Required task A
In the discussion about God's goodness, rewrite the paragraph beginning "Yes, it is referenced all throughout scripture" more briefly, keeping its main points.

Document text
- - - - -

Yes. There are countless references to His love and goodness in the Psalms alone.
>Interestingly - and pardon me for the example - but the Qur'an doesn't seem to describe God completely as omnibenevolent, and in the 99 Names of Allah the Islamic God is characterized with attributes as a Destroyer in a much more impersonal manner than the one we get to know with Christianity, making him an ambivalent God in which everything is already determined (In'shallah, aka, God willing…implying determinism?) and having more realistic attributes that are in par with what we know of how the world operates, in a volatile and not necessarily just manner.
But the Qur'an is trash. That it doesn't describe the Lord as loving is proof of this.
>It seems that both Gods do what they please, and are willing to intercede in prayer, but is omnibenevolence ever mentioned in the Bible, or is that just a popular belief given the loving attributes of Jesus Christ?
Yes, it is referenced all throughout scripture. The very fact that we have scripture is evidence of His love and benevolence for us. If Christ is the Son, and the Son shares the same nature as the Father, then it follows that the Father too is love and goodness.
Prayer is also about praising, begging forgiveness, and seeking to unite oneself more closely to His will, since He is the highest good.
>Does God cause good and evil for reasons we don't know?
God is not the author of evil. He permits it that good may come of it. The greatest evil, and simultaneously the greatest good, is the Crucifixtion. That's all we need to know.
>Could this be an argument for believing that the Father, the Son, and the Holy Spirit are three different divine entities, making the Father ambivalent and the Son benevolent, as he atoned for our sins?

- - - - -

Required task B
Reproduce the entries below, starting at the line that contains "Could you kindly tag the scattered" and ending after the line that contains "column 685, row 387".

(Pointing dataset excerpts)
- - - - -

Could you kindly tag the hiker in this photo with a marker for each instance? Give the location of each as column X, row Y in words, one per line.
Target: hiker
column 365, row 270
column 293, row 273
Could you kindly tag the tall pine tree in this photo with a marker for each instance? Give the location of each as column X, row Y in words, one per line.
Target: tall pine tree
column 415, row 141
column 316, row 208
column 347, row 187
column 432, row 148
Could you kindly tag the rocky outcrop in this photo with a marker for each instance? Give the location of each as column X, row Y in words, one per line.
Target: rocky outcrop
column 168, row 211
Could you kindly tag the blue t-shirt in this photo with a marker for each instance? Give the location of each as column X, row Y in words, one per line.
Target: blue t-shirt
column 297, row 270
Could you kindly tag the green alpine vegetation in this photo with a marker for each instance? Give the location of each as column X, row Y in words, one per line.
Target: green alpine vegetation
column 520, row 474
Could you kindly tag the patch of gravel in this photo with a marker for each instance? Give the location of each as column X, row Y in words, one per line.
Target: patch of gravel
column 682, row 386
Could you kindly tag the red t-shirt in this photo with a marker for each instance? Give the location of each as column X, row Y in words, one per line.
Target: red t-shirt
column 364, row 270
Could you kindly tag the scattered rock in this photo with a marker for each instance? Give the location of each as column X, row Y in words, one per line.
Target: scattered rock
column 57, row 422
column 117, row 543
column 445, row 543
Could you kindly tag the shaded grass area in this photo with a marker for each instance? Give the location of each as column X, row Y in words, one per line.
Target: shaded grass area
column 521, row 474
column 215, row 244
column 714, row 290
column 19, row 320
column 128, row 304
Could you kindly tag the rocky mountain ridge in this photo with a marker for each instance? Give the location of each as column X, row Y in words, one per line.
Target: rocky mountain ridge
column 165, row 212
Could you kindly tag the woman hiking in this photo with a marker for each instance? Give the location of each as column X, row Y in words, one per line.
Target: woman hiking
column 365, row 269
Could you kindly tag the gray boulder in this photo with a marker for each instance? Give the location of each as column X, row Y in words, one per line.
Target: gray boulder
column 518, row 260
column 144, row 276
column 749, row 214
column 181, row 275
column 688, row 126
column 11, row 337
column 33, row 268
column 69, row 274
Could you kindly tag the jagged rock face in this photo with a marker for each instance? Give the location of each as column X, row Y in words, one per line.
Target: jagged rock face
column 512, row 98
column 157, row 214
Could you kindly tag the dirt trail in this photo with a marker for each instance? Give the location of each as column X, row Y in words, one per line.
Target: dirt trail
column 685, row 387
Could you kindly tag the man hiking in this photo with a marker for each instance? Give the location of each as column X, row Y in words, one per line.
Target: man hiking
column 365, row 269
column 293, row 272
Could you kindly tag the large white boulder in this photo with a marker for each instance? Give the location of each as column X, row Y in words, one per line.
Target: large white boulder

- - - - -

Task solution A
Scripture refers to God's love throughout, and the very existence of scripture shows His love and benevolence toward us. Since Christ is the Son and shares the Father's nature, the Father must also be love and goodness.

Task solution B
Could you kindly tag the scattered rock in this photo with a marker for each instance? Give the location of each as column X, row Y in words, one per line.
Target: scattered rock
column 57, row 422
column 117, row 543
column 445, row 543
Could you kindly tag the shaded grass area in this photo with a marker for each instance? Give the location of each as column X, row Y in words, one per line.
Target: shaded grass area
column 521, row 474
column 215, row 244
column 714, row 290
column 19, row 320
column 128, row 304
Could you kindly tag the rocky mountain ridge in this photo with a marker for each instance? Give the location of each as column X, row Y in words, one per line.
Target: rocky mountain ridge
column 165, row 212
Could you kindly tag the woman hiking in this photo with a marker for each instance? Give the location of each as column X, row Y in words, one per line.
Target: woman hiking
column 365, row 269
Could you kindly tag the gray boulder in this photo with a marker for each instance? Give the location of each as column X, row Y in words, one per line.
Target: gray boulder
column 518, row 260
column 144, row 276
column 749, row 214
column 181, row 275
column 688, row 126
column 11, row 337
column 33, row 268
column 69, row 274
Could you kindly tag the jagged rock face in this photo with a marker for each instance? Give the location of each as column X, row Y in words, one per line.
Target: jagged rock face
column 512, row 98
column 157, row 214
Could you kindly tag the dirt trail in this photo with a marker for each instance? Give the location of each as column X, row Y in words, one per line.
Target: dirt trail
column 685, row 387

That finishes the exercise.